本文:
◇ ◇ ◇ ◇ ◇
ソウ Xの映画専門家レビュー一覧

ソウ X

ソリッド・シチュエーション・スリラーの人気作「ソウ」シリーズ第10弾。末期がんで余命わずかとなったジョン・クレイマーは、実験医療処置を受けるために訪れたメキシコで、それが詐欺であることを知り、復讐のため、詐欺師たちに死のゲームを仕掛ける。出演はシリーズの人気キャラクター。ジグソウを一貫して演じてきたトビン・ベルと、同じくシリーズの常連となったショウニー・スミス。シリーズの生みの親、ジェームズ・ワン&リー・ワネルが製作総指揮を務め、「ソウ」と「ソウ2」の間に位置する物語となっている。
  • 俳優

    小川あん

    学生時代に「『ソウ』見た? グロいよね?」と話題になっていて、興味本位で見てたあの頃。そして、久しぶりに見て……今はちょっと無理。この不快感をあえて感じたいとは思わない。しかも、いつのまにか首謀者が明かされていて、報復としてあの悪夢の実行をする。陳腐な復讐劇としてしか見られないし、首謀者のサイコパスお爺ちゃんの悲哀な姿など見たくない。身元が明かされないでいたほうが良かったと思う。そのほうが、スリルを守れた。私がお母さんになったら絶対子どもに見せたくない一本。
◇ ◇ ◇ ◇ ◇
抜粋データ:
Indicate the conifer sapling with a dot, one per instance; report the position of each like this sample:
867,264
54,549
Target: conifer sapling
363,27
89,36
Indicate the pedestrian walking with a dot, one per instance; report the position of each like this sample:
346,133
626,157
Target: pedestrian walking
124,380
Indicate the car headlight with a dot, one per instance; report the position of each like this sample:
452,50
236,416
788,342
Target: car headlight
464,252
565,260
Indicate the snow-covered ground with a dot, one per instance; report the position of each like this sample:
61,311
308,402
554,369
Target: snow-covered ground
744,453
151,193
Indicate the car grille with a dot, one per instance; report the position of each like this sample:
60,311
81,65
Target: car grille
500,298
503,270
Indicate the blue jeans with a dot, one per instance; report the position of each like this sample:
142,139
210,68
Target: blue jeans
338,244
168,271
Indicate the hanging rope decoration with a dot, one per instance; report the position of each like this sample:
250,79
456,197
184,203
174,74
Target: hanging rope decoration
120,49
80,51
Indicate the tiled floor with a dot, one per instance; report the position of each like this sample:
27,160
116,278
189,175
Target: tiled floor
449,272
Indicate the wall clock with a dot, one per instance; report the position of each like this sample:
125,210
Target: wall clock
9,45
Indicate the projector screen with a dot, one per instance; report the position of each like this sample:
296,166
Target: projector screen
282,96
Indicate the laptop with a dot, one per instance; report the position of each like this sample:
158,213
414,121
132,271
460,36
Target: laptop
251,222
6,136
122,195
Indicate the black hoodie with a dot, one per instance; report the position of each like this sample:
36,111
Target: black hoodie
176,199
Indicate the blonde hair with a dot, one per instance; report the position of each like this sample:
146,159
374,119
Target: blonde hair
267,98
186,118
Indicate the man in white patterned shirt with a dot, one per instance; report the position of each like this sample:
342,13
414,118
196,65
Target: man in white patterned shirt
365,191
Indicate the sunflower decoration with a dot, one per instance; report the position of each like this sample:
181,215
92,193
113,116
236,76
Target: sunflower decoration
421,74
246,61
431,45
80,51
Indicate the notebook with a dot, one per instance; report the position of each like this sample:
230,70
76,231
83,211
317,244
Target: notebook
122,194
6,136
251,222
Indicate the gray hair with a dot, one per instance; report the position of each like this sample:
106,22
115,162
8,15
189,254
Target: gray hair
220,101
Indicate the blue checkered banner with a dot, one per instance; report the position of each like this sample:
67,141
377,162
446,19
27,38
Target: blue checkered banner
◇ ◇ ◇ ◇ ◇
作業内容 1: 「ソウ X」のレビューページの一部を、「ソリッド・シチュエーション・」から始めて「に位置する物語となっている。」で終わるまで書き直してください。その際、「メキシコ」を「南米」に置き換えてください。
作業内容 2: 「ソウ X」のレビューページの続きを、最後の文のあとから書いてください。
抜粋データの行は、「ソウ X」のレビューページとは関係ありません。

回答 1:
ソリッド・シチュエーション・スリラーの人気作「ソウ」シリーズ第10弾。末期がんで余命わずかとなったジョン・クレイマーは、実験医療処置を受けるために訪れた南米で、それが詐欺であることを知り、復讐のため、詐欺師たちに死のゲームを仕掛ける。出演はシリーズの人気キャラクター。ジグソウを一貫して演じてきたトビン・ベルと、同じくシリーズの常連となったショウニー・スミス。シリーズの生みの親、ジェームズ・ワン&リー・ワネルが製作総指揮を務め、「ソウ」と「ソウ2」の間に位置する物語となっている。

回答 2:
  • 翻訳者、映画批評

    篠儀直子

    後半セシリアが、ジョン・クレイマーの正体を知っていたと言い出すので、「だったらその時点で『こいつに手を出すのはやめよう』と判断しないか?」と思ったのだけど、そういうことを考えて観てはいけない。ゴア・スペクタクルだけでなく、意外にもドラマとしてちゃんとしている。心理とかそもそも必要ないとか、ジグソウはこんなキャラクターであってほしくないという意見もあるだろうが、「命をもてあそぶ」ことへの正当な怒りが表現されていて、シリーズから取り出してこれ単体で観ても悪くない。

  • 編集者/東北芸術工科大学教授

    菅付雅信

    連続ゲーム殺人を描く「ソウ」シリーズ最新作。末期癌で余命宣告を受けた主人公の老人が実験治療を試すためにメキシコへ。しかしそれは詐欺で、彼は詐欺師たちに報復する。あっさり騙される主人公にも、彼の報復に簡単に絡み取られる悪役たちにもまったく感情移入できないまま、映画はおびただしい出血量の殺人ポルノと化す。シナリオにも撮影にも創意工夫は見られず、続篇を予感させる結末にもうんざり。映画の面白さよりも露悪的残酷さに奉仕する製作姿勢に告げたい、「ゲームはもうおしまい」だと。